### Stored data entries
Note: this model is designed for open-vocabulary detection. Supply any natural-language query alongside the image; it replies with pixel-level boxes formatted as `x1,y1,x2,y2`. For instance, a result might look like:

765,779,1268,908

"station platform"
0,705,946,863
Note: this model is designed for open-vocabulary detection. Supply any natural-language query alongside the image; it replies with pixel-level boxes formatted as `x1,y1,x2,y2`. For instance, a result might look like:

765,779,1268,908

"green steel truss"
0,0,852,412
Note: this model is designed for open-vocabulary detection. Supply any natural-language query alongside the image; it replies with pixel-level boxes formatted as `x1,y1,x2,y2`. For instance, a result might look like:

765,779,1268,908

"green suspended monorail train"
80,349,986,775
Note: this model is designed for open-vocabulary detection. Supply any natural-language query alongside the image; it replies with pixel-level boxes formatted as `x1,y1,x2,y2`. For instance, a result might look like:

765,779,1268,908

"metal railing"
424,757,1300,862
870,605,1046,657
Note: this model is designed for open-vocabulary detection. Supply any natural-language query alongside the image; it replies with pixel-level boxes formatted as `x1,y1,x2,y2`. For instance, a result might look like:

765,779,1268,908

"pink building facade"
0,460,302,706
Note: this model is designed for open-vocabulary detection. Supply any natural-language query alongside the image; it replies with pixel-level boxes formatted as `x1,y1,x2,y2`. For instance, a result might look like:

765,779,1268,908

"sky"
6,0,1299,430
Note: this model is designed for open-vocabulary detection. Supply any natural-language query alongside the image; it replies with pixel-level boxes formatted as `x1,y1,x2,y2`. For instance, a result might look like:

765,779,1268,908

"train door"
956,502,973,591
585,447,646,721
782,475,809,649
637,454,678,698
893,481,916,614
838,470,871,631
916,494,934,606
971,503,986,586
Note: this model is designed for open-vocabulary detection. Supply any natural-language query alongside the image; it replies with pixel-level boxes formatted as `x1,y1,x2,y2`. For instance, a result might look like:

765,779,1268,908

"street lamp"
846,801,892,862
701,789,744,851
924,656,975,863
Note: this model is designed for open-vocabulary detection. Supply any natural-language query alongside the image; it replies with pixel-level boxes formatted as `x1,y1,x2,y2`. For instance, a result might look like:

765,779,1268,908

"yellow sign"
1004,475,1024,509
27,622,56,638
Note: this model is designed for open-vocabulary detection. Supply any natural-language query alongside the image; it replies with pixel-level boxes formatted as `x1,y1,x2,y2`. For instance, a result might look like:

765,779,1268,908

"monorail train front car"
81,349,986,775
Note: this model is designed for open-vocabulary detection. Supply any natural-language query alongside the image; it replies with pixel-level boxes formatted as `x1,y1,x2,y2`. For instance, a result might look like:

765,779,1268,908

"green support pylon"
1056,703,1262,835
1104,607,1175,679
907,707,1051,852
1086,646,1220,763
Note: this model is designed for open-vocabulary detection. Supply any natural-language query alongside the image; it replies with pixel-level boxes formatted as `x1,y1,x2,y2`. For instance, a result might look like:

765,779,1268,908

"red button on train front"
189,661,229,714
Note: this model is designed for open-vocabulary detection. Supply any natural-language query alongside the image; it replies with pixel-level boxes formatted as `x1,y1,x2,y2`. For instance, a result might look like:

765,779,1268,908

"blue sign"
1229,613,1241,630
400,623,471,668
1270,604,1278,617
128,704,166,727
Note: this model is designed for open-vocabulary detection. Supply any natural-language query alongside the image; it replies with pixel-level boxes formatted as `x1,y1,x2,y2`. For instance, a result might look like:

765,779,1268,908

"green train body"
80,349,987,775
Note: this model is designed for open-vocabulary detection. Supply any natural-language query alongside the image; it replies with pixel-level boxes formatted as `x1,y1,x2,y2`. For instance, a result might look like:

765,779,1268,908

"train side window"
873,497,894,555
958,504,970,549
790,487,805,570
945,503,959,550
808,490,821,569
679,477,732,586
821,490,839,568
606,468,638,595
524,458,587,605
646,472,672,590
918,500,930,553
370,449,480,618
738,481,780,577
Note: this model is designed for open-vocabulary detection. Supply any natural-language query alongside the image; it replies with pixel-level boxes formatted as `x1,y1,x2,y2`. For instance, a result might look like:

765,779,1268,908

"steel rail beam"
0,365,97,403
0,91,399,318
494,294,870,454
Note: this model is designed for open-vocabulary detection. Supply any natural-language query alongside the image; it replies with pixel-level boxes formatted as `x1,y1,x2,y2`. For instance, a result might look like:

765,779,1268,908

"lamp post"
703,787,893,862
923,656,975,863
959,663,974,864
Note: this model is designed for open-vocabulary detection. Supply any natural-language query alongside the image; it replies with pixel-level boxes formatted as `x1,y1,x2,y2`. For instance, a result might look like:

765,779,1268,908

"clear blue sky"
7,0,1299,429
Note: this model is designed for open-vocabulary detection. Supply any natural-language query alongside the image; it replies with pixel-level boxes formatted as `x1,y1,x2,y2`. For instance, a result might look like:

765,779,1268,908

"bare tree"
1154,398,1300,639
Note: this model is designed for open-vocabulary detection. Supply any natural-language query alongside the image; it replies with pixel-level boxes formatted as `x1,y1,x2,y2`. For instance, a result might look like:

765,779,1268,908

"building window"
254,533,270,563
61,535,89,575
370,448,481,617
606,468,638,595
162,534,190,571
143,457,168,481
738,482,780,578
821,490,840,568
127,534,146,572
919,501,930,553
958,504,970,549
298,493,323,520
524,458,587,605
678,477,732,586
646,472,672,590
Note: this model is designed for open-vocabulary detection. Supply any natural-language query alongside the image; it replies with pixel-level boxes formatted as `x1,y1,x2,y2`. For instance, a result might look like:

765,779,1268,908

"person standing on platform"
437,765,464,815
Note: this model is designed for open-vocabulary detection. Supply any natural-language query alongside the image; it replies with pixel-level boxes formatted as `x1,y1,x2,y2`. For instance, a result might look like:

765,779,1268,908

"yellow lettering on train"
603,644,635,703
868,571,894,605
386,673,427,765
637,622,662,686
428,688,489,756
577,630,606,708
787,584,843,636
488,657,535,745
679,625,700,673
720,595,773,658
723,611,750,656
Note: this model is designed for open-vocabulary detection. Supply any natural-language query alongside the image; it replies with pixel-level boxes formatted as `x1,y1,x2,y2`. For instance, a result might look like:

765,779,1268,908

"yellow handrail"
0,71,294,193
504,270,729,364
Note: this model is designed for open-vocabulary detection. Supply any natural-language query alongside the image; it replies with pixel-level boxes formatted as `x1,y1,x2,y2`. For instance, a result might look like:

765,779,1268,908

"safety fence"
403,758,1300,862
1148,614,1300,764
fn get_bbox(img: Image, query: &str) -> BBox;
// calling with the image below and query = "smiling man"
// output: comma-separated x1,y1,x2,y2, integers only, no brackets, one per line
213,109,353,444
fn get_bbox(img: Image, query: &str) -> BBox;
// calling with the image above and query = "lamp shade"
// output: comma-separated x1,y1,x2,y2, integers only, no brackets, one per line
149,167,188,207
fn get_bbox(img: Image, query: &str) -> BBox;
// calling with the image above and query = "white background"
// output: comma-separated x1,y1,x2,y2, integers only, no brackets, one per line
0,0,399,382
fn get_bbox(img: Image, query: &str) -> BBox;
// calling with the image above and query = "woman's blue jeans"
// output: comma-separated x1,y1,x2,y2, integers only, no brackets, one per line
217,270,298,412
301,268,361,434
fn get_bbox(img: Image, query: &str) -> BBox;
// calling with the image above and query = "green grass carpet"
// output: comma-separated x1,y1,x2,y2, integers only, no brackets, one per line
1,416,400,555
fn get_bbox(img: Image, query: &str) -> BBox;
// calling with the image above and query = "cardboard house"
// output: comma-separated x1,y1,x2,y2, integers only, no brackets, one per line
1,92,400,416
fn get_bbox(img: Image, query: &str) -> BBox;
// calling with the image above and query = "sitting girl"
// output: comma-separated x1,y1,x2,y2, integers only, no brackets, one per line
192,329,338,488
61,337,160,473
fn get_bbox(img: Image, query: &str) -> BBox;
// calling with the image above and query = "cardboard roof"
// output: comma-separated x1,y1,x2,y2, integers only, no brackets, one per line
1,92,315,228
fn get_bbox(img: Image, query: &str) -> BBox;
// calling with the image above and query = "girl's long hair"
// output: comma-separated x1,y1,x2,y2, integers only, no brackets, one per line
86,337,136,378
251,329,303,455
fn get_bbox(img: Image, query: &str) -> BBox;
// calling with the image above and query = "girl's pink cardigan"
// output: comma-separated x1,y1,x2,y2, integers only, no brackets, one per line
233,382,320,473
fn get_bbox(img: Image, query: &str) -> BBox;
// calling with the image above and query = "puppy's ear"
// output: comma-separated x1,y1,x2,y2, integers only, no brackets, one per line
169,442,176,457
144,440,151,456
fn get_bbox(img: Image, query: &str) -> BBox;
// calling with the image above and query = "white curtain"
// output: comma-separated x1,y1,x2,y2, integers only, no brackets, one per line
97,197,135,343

### Task description
Where does "cardboard" appear in the records above? Copy every line that has it.

### Result for this exercise
// calling with the image above and query = "cardboard house"
// calling with the image above and query = "cardboard roof"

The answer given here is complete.